◆ Page extract
ACROSS THE UNIVERSE (2007) – Julie Taymor, what have you done?

Across

Call me overly reverent if you must. But the music of The Beatles means a great deal to several generations of listeners, and I am sad and angry to see it so thoroughly mangled in Across the Universe.

The movie’s bald literalness and its wounded-heart-on-its-sleeve demeanor are enough to make a Beatles fan retch. All of the characters are named after Beatles songs as a shorthand to bring in the music. For example, one girl is named Prudence, just so that her friends can coax her out of her room by singing, “Dear Prudence, won’t you come out to play?”

The movie’s imagery makes countless allusions to Beatles films, videos, and icons (the Apple logo, John and Yoko in the buff, etc.). There’s even an eye-rolling moment where a character asks how a stranger got in the room, and the reply comes: “She came in through the bathroom window.”

I guess this is all meant to pat the loyal Beatles fan on the back for catching the references. But it only made me think of The Bee Gees’ 1978 movie massacre of the famed Beatles album Sgt. Pepper. It’s a movie that director Julie Taymor would have done well to study, because Universe falls into the earlier movie’s booby-traps (and with many of the same songs, yet).

◆ Information supplied
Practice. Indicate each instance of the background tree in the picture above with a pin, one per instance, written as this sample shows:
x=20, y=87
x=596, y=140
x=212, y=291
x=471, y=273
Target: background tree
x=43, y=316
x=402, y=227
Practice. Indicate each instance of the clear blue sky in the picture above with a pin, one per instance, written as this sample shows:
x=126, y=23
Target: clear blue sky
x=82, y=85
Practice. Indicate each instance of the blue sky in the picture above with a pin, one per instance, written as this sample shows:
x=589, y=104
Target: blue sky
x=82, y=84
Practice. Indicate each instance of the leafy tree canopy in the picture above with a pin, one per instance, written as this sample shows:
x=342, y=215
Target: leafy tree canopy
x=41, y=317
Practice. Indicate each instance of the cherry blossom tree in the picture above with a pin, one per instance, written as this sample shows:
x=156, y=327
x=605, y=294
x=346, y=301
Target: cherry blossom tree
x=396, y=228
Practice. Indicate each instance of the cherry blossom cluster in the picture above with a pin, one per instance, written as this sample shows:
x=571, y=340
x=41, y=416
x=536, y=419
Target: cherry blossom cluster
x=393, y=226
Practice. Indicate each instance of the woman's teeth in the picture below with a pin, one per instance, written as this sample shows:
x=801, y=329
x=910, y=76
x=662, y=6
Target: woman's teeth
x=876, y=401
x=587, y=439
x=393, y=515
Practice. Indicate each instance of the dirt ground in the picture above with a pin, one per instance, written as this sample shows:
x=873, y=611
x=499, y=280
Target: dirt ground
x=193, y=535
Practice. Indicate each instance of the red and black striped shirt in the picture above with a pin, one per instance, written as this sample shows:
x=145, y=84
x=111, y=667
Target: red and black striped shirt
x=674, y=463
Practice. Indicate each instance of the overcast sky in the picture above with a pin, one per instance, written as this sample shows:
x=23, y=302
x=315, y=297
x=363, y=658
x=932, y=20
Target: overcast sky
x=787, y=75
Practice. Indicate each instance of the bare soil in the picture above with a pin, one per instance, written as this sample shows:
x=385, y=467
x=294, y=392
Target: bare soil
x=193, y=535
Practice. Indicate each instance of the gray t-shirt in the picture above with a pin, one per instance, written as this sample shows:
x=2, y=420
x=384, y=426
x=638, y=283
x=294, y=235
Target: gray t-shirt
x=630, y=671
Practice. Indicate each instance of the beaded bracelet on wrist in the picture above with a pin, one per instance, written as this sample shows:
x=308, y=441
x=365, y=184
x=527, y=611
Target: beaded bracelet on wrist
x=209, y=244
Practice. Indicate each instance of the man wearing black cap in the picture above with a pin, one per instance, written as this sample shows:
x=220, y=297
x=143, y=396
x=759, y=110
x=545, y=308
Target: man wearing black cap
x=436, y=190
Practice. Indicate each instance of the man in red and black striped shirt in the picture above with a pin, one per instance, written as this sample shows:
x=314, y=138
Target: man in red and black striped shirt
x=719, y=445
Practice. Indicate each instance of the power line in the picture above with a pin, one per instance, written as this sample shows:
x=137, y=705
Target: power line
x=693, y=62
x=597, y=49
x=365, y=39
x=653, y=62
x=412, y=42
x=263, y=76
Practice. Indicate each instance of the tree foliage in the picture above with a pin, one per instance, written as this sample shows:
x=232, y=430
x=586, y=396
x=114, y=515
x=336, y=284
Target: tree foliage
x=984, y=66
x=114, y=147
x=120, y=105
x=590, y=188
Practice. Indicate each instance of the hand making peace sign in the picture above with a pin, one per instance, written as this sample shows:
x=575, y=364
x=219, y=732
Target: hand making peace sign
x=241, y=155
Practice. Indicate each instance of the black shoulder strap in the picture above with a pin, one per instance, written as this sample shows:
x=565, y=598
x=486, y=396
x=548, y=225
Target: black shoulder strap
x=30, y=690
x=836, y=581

◆ Things to do
• A. How would you put this sentence from the Across the Universe review into Spanish: "All of the characters are named after Beatles songs as a shorthand to bring in the music."?
• B. Can you pick up the review of Across the Universe after its last sentence and carry it on?

◆ Task results
• A. Todos los personajes llevan nombres de canciones de los Beatles como un atajo para introducir la música.

• B.
I’ve not yet mentioned the movie’s characters, who barely exist anyway. There’s Jude (Jim Sturgess), a Liverpool dock worker who travels to New York and gets caught up in the ’60s revolution. The girl he falls for, though she doesn’t live in the sky with diamonds, is named Lucy (Evan Rachel Wood, the snotty teenager from Thirteen). There’s Lucy’s wisecracking brother Max (Joe Anderson), whose smugness drains away once he gets his draft notice for the Vietnam War.

There are many more characters, but none of them makes any impact beyond the three minutes it takes them to sing a Beatles tune. Take Prudence as an example. We first see her as a loner cheerleader, longing for a football star from afar and singing “I Wanna Hold Your Hand.” The next we see of her, she’s hitchhiking to New York. Why? Just because she couldn’t get the football player? And Prudence’s adventures in New York and beyond are just as enigmatic. Every character in the movie plays this way.

It doesn’t help that the actors warbling classic tunes could barely pass an “American Idol” audition. Only three big-name celebs appear in the movie, with varied degrees of success. Actor Eddie Izzard talk-sings “Mr. Kite” like a stoner Rex Harrison. And Bono goes way over the top as a carbon copy of famed druggie Ken Kesey. Only blues singer Joe Cocker acquits himself admirably, with a funky version of “Come Together.”

The acid test for musicals is: If you took away the music, would you still care about the characters? If you took the music out of Across the Universe, the characters would evaporate.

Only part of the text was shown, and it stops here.